Stored data entries:
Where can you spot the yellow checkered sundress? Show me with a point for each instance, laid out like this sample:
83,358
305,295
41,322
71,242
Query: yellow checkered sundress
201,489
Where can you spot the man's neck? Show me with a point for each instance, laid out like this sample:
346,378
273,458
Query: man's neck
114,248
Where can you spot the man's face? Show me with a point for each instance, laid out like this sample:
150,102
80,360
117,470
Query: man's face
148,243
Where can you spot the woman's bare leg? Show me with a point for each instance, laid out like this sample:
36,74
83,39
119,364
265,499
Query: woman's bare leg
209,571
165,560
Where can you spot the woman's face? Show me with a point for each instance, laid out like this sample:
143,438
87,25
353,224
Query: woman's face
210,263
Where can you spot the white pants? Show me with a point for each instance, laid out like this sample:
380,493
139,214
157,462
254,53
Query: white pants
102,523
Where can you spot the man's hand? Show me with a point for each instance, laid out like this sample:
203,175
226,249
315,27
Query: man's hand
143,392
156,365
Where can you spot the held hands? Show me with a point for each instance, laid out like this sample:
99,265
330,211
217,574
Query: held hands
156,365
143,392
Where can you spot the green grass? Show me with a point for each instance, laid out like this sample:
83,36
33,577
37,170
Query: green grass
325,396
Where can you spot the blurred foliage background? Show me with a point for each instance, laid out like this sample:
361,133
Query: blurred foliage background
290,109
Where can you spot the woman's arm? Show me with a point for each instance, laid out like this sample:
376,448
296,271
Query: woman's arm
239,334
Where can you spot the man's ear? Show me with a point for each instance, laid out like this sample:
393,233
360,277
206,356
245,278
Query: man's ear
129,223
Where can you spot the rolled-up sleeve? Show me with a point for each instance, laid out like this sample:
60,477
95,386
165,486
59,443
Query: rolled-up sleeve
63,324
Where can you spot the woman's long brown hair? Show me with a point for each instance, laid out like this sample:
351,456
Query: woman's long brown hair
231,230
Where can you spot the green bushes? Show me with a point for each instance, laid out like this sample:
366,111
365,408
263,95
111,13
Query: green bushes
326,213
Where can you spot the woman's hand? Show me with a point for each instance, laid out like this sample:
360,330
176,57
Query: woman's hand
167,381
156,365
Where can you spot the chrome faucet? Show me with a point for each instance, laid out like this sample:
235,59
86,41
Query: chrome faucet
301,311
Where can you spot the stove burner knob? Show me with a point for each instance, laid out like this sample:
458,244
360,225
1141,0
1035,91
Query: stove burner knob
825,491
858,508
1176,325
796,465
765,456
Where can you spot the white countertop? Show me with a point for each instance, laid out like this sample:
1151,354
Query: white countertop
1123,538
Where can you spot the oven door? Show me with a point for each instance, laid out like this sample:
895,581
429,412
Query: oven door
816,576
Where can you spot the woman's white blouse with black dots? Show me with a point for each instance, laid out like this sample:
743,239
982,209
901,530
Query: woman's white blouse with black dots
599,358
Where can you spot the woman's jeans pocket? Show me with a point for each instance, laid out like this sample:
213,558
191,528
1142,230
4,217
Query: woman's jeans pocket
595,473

WORK INSTRUCTIONS → Retype the data precisely.

ANSWER TO THE EXERCISE →
Where can you spot the yellow checkered sundress? Show me with a point for each instance, laid out like this sample:
83,358
305,295
41,322
71,242
Query: yellow checkered sundress
201,489
Where can you spot the man's neck? Show me with a point for each instance, laid out like this sample:
346,378
273,458
Query: man's neck
114,248
Where can you spot the man's face? Show me with a point for each instance, laid out like this sample:
150,102
80,360
117,470
Query: man's face
148,243
Where can you spot the woman's bare leg? Show me with a point for each instance, laid out like this sample:
36,74
83,39
119,364
265,499
Query: woman's bare leg
209,571
165,560
Where can you spot the woman's face? Show me with a point for each instance, laid out like this sample:
143,438
87,25
353,224
Query: woman's face
210,263
Where can you spot the white pants? Show me with a point for each instance, laid out like this sample:
380,493
139,214
157,462
254,53
Query: white pants
102,523
Where can you spot the man's hand? Show me with a point for each instance, laid out like this sample:
203,175
226,249
315,27
Query: man's hand
143,392
156,365
Where can you spot the held hands? Show me with a point for each instance, laid out like this sample:
99,265
330,211
217,574
Query: held hands
156,365
143,392
Where can you spot the green grass? Show me with a point for each instance, laid out like this sample:
83,36
33,577
37,170
Query: green grass
325,396
Where can you spot the blurred foliage background? Show me with a point for each instance, laid out like this sample:
361,133
Query: blurred foliage background
290,109
Where can you spot the woman's arm? Show me with a point for each instance, laid out like this sample:
376,448
296,271
Query: woman's arm
239,334
Where can you spot the man's ear? Show me with a point for each instance, laid out like this sample:
393,233
360,277
206,356
245,278
Query: man's ear
129,223
Where can you spot the rolled-up sleeve? Show me with a point for each instance, laid out like this sample:
60,477
95,386
165,486
59,443
Query: rolled-up sleeve
63,324
Where can you spot the woman's long brown hair? Show me with a point for each instance, laid out like this sample:
351,456
Query: woman's long brown hair
231,230
Where can you spot the green bushes? Show me with a point for each instance, laid out like this sample:
366,111
365,408
263,95
111,13
Query: green bushes
326,213
Where can you spot the woman's hand? Show me with a point for each instance, laid out like this sample:
360,330
176,57
Query: woman's hand
167,381
156,365
Where can you spot the chrome faucet? Show me with a point for each instance, laid out like this sample:
235,59
86,41
Query: chrome faucet
301,311
Where can you spot the stove burner knob? Show me with a point for each instance, laid out like this sample:
458,244
360,225
1141,0
1035,91
Query: stove burner knob
825,491
858,508
1176,325
796,465
765,456
Where can you spot the white countertop? Show me with a point for each instance, laid out like this sample:
1151,354
Query: white countertop
1123,538
Where can you spot the oven door? Show me with a point for each instance, laid out like this sample:
895,581
429,412
Query: oven door
816,576
Where can you spot the woman's white blouse with black dots? Show me with a point for each instance, laid out like this sample:
743,239
982,209
901,530
Query: woman's white blouse with black dots
599,358
Where can you spot the woman's jeans pocket? Show me with a point for each instance, laid out like this sample:
213,558
191,528
1142,230
4,217
Query: woman's jeans pocket
595,473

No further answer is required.